What is being asked:
Could you write the entries out again, exactly as they are?

——————————

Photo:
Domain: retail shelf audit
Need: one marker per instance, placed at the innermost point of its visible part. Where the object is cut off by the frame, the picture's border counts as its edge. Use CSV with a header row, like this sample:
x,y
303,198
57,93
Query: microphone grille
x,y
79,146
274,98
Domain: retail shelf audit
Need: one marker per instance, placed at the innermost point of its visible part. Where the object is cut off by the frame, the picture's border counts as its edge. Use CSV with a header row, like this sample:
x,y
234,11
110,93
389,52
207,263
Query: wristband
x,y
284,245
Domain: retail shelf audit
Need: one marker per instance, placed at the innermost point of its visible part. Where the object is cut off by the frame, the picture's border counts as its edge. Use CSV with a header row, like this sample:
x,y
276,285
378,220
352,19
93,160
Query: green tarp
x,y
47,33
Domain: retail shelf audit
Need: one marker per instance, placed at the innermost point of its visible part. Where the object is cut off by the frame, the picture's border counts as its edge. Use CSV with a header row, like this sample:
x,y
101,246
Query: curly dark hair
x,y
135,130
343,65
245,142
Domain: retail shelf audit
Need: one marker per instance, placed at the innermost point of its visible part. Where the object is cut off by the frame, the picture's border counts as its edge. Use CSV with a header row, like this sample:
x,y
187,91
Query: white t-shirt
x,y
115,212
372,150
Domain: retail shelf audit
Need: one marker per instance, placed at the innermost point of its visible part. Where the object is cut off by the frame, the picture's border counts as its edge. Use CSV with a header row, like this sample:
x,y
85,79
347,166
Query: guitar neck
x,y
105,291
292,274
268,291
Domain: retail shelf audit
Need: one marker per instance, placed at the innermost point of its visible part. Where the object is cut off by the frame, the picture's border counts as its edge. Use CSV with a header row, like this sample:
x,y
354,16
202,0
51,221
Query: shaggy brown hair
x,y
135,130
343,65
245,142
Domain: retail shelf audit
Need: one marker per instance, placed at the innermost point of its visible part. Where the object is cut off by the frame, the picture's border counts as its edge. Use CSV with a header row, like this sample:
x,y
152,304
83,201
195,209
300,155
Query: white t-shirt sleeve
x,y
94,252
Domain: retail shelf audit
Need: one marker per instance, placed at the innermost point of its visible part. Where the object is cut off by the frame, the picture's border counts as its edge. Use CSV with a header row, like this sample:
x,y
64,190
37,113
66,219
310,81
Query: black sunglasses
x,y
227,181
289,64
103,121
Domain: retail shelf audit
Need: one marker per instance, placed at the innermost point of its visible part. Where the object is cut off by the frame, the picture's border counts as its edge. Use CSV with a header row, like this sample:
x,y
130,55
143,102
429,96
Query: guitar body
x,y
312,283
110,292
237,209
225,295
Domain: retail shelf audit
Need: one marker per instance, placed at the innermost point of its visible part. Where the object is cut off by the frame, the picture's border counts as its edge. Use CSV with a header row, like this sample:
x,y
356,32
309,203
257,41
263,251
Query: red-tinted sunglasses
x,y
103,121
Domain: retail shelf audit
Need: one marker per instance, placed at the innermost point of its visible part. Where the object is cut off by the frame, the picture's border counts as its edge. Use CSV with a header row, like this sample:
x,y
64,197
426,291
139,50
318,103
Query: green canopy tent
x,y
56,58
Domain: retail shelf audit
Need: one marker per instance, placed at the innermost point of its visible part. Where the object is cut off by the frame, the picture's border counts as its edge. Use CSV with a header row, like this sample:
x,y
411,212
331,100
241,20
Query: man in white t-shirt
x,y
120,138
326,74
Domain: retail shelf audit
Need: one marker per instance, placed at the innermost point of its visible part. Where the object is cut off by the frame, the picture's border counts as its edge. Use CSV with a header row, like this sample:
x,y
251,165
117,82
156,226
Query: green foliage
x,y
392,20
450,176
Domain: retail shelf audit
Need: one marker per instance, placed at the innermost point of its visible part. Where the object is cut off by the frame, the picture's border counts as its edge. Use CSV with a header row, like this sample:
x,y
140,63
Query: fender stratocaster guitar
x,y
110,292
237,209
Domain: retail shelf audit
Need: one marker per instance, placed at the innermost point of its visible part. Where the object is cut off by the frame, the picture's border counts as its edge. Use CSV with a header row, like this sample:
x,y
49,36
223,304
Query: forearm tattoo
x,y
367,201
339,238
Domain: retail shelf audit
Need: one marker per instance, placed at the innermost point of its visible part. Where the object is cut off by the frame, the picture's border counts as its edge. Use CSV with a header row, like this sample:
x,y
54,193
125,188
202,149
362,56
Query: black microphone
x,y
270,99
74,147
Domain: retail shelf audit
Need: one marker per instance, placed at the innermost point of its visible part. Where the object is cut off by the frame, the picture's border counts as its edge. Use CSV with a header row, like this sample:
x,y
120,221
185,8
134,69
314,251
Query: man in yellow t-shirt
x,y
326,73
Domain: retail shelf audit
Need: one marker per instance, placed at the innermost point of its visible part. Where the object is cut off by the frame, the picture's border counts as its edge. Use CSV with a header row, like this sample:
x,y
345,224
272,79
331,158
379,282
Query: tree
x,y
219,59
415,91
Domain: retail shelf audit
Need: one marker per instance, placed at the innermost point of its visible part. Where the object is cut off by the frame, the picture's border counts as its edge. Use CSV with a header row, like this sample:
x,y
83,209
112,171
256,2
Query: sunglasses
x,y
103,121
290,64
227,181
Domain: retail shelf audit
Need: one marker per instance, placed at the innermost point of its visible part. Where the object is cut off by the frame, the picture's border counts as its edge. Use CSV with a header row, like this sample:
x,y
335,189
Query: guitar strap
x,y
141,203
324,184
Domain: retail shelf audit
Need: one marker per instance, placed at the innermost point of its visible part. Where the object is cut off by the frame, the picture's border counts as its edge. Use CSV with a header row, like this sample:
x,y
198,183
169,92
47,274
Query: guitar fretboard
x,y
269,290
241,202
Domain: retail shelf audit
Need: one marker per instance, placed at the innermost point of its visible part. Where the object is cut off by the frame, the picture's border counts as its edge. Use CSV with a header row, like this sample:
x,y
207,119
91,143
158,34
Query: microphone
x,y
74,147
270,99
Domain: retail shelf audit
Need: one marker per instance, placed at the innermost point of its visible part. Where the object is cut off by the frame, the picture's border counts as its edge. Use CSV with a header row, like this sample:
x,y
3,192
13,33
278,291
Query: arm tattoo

——————————

Solution below:
Photo:
Domain: retail shelf audit
Need: one marker per instance, placed at the innermost point of its visible part. Where the object is cut off by the frame, the picture's border counts as its edge. Use CSV with a header row, like this sample:
x,y
303,198
57,93
Query: microphone grille
x,y
79,146
274,98
Domain: retail shelf audit
Need: one marker per instance, placed at the innermost point of its visible part. Where the object is cut off by the frame, the picture's border counts as its edge. Use CSV with a header row, like this sample:
x,y
234,11
110,93
389,52
207,263
Query: wristband
x,y
284,245
Domain: retail shelf audit
Need: one marker per instance, placed at the innermost point of its visible part. Where the object is cut off by the frame, the picture's border counts as its edge. Use CSV with a header row, like this sample:
x,y
276,285
378,220
352,19
93,160
Query: green tarp
x,y
47,33
Domain: retail shelf audit
Need: one marker per instance, placed at the innermost point of its visible part. Where the object is cut off by the frame, the picture's border counts as its edge. Use CSV with a header row, like this sample:
x,y
101,246
Query: curly dark hair
x,y
135,130
343,65
245,142
Domain: retail shelf audit
Need: one marker per instance, placed at the innermost point of its visible part. Where the object is cut off by the frame, the picture's border counts as its edge. Use CSV with a header row, like this sample:
x,y
187,91
Query: white t-shirt
x,y
115,212
372,150
Domain: retail shelf audit
Need: one marker per instance, placed at the innermost point of its visible part. Where the object is cut off by the frame, the picture's border counts as its edge. Use CSV with a header row, like this sample:
x,y
85,79
347,166
Query: guitar neck
x,y
105,291
292,274
268,291
Domain: retail shelf audit
Need: one marker per instance, placed at the innermost point of its visible part. Where the object is cut off by the frame, the picture's border counts as its edge. Use CSV with a header row, like this sample:
x,y
354,16
202,0
51,221
Query: shaggy brown hair
x,y
135,130
343,65
245,142
Domain: retail shelf audit
Need: one marker per instance, placed at the innermost point of its visible part. Where the object is cut off by the frame, the picture's border counts as its edge. Use CSV with a header row, like this sample:
x,y
152,304
83,201
195,209
300,155
Query: white t-shirt sleeve
x,y
94,252
Domain: retail shelf audit
Need: one marker per instance, placed at the innermost point of its visible part. Where the object is cut off by the frame, the picture's border counts as its edge. Use CSV with a header row, like this sample:
x,y
64,190
37,113
66,219
310,81
Query: black sunglasses
x,y
227,181
289,64
103,121
Domain: retail shelf audit
Need: one marker per instance, placed at the innermost point of its visible part. Where the object is cut off by the frame, the picture's border counts as its edge. Use CSV with a header row, like this sample:
x,y
130,55
143,102
429,96
Query: guitar body
x,y
312,283
110,292
237,209
225,295
Domain: retail shelf audit
Need: one marker per instance, placed at the innermost point of its visible part. Where the object is cut off by the frame, the picture's border counts as its edge. Use CSV with a header row, like this sample:
x,y
356,32
309,203
257,41
263,251
Query: red-tinted sunglasses
x,y
103,121
Domain: retail shelf audit
Need: one marker per instance, placed at the innermost point of its visible part. Where the object is cut off by the frame, the picture's border counts as its edge. Use CSV with a header row, like this sample:
x,y
64,197
426,291
139,50
318,103
Query: green canopy tent
x,y
56,58
Domain: retail shelf audit
Need: one marker per instance, placed at the innermost point of its visible part. Where the object is cut off by the frame, the picture's border counts as its edge. Use CSV with a header row, like this sample:
x,y
411,212
331,100
241,20
Query: man in white t-shirt
x,y
120,138
326,74
Domain: retail shelf audit
Need: one marker per instance, placed at the innermost point of its visible part. Where the object is cut off by the frame, the picture's border counts as its edge. Use CSV with a header row, like this sample:
x,y
251,165
117,82
156,226
Query: green foliage
x,y
392,20
450,176
Domain: retail shelf audit
Need: one marker per instance, placed at the innermost point of its visible part. Where the object is cut off by the frame, the picture's border counts as its edge. Use CSV with a header row, like this sample:
x,y
140,63
Query: fender stratocaster guitar
x,y
110,292
237,209
Domain: retail shelf audit
Need: one marker per instance, placed at the innermost point of its visible part. Where the object is cut off by the frame, the picture's border counts as its edge. Use CSV with a header row, like this sample:
x,y
49,36
223,304
Query: forearm tattoo
x,y
367,201
339,238
Domain: retail shelf audit
Need: one marker per instance, placed at the innermost point of its visible part. Where the object is cut off by the frame, the picture's border counts as its edge. Use CSV with a header row, like this sample:
x,y
54,193
125,188
202,149
362,56
Query: black microphone
x,y
270,99
74,147
Domain: retail shelf audit
Need: one marker per instance, placed at the innermost point of its visible part. Where the object is cut off by the frame, the picture's border counts as its edge. Use CSV with a header row, like this sample:
x,y
120,221
185,8
134,69
314,251
Query: man in yellow t-shirt
x,y
326,73
Domain: retail shelf audit
Need: one marker per instance, placed at the innermost point of its visible part. Where the object is cut off by the frame, the picture's border counts as its edge. Use CSV with a header row, like this sample:
x,y
345,224
272,79
331,158
379,282
Query: tree
x,y
219,59
415,91
Domain: retail shelf audit
Need: one marker per instance, placed at the innermost point of its visible part. Where the object is cut off by the frame, the picture's border counts as its edge. Use CSV with a header row, like this sample:
x,y
83,209
112,171
256,2
Query: sunglasses
x,y
103,121
290,64
227,181
Domain: retail shelf audit
Need: one marker per instance, placed at the innermost point of its visible part. Where the object is cut off by the frame, the picture's border counts as its edge. Use CSV with a header row, like this sample:
x,y
335,189
Query: guitar strap
x,y
141,203
324,184
Domain: retail shelf audit
Need: one marker per instance, placed at the innermost point of its visible part. Where the object is cut off by the frame, the picture's border counts as its edge. Use CSV with a header row, like this sample:
x,y
198,183
169,92
47,274
Query: guitar fretboard
x,y
269,290
241,202
Domain: retail shelf audit
Need: one marker per instance, placed at the innermost point of its visible part. Where the object is cut off by the frame, the picture's border counts as its edge. Use CSV with a header row, like this sample:
x,y
207,119
91,143
158,34
Query: microphone
x,y
74,147
270,99
Domain: retail shelf audit
Need: one marker per instance, placed at the innermost point of its visible part. Where the object is cut off by the frame, the picture's border counts as its edge. Use CSV with a header row, like this sample:
x,y
3,192
13,33
278,291
Query: arm tattoo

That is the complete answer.